• Source extract:
Wednesday, July 16th, 2008

Let’s talk about integration for a moment. Running coaches - and texts on how to run better, including posts in this blog - often speak from the point of view of isolation. Drills and exercises that focus on a specific aspect of running, such as hamstring strength, or stride length, or speed over 200m.

These things have their place, make no mistake, but sometimes the wood is lost among the trees: just as a human is far more than an assemblage of body parts, running is so much more than a number of isolated, sequenced movements. Running integrates the whole body. One of my great joys at the moment is watching my nearly three-year-old daughter (who is shaping up to be pretty nippy, by the looks of things) running: balanced and flowing, yes, and also carefree, uncluttered, absorbed. She almost always runs with a ‘running grin’ - the act itself is fun, pleasurable. Totally integrated, body and soul.

• Supplied information:
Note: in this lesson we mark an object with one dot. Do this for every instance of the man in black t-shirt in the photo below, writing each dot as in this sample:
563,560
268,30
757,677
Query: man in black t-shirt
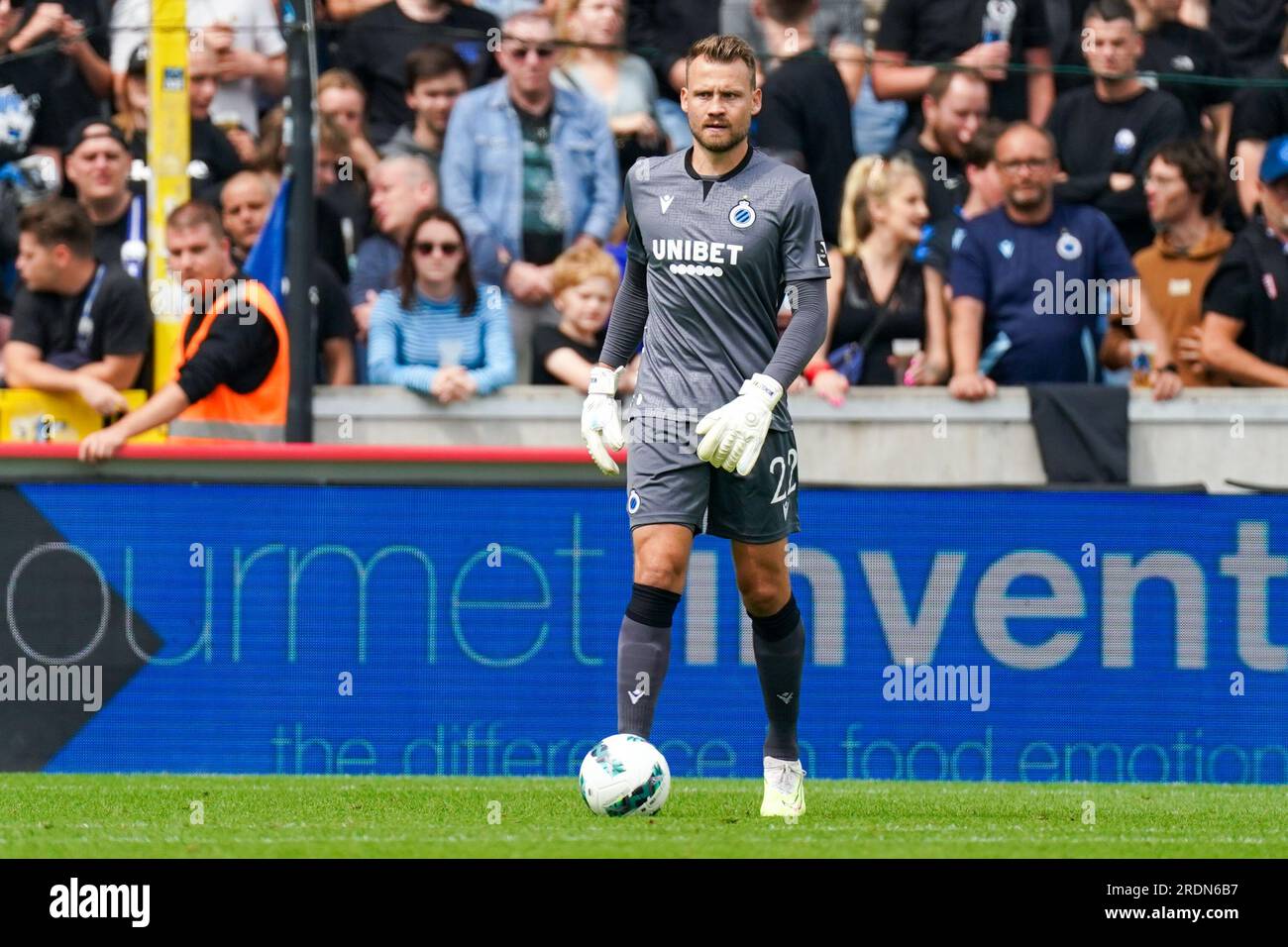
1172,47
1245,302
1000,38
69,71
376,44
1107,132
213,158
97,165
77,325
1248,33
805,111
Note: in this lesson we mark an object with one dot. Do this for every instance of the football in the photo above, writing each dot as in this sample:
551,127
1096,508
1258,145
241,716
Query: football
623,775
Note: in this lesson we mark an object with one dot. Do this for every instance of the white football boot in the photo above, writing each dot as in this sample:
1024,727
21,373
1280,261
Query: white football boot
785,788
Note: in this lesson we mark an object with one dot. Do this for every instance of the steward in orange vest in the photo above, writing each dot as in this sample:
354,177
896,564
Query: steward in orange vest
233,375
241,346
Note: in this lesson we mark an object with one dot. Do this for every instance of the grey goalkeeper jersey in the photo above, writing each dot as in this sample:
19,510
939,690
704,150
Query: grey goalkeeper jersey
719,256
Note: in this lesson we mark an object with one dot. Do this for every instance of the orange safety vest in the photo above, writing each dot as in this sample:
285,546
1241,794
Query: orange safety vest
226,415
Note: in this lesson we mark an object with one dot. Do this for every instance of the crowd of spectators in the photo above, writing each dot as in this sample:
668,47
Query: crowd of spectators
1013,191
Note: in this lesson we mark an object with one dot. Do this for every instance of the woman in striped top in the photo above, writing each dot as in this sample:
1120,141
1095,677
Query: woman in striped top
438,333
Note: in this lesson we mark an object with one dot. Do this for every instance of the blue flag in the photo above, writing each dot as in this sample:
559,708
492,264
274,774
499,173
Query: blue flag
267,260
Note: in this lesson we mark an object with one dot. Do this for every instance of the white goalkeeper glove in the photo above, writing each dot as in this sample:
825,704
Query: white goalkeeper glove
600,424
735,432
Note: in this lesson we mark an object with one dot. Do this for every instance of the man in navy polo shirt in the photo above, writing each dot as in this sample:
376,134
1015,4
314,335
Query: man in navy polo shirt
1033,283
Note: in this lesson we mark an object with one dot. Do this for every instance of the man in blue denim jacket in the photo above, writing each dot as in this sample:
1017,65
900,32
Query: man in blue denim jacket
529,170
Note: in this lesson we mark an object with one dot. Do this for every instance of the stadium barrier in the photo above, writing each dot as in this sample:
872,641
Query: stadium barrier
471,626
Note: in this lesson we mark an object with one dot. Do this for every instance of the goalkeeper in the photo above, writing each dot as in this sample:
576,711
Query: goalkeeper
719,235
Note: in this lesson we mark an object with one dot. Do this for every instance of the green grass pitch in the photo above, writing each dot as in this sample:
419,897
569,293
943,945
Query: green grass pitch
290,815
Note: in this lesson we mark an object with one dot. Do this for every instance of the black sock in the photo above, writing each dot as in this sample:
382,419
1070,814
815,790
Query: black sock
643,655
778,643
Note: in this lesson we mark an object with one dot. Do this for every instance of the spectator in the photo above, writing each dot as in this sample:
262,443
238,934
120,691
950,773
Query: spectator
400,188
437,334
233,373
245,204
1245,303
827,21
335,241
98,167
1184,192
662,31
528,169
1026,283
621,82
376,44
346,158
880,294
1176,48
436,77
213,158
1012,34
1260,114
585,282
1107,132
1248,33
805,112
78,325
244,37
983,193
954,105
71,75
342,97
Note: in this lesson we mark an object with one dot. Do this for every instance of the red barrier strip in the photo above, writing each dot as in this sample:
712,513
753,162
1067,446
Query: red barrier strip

• What is being asked:
Please carry the blog post on running as a whole-body, integrated act further from where it stops. The records were taken from a separate source.

• Expected answer:
Which brings us in a roundabout way, pun intended, to the title of the post, and rotation. What’s the link? Well, most typical human movement involves rotation. We can’t move from one foot to the other without rotating the trunk with each step. Human movement operates through three planes, called, frontal, sagittal and transverse. Sagittal (forwards and backwards) is the obvious one, and frontal (side-to-side) is also fairly clear; transverse (spiral and rotational) is fundamental to movement, but rarely trained in a world of weights machines and exercise machines that focus almost entirely on the sagittal plane.

Your control over the muscles that work you through the transverse plane dictates the flow between upper and lower body. These muscles are mainly the obliques, working diagonally between pelvis and ribcage. Elegance of movement, smoothness, flowing strides, balance - all these attributes of good running stem from this synergy between upper and lower body.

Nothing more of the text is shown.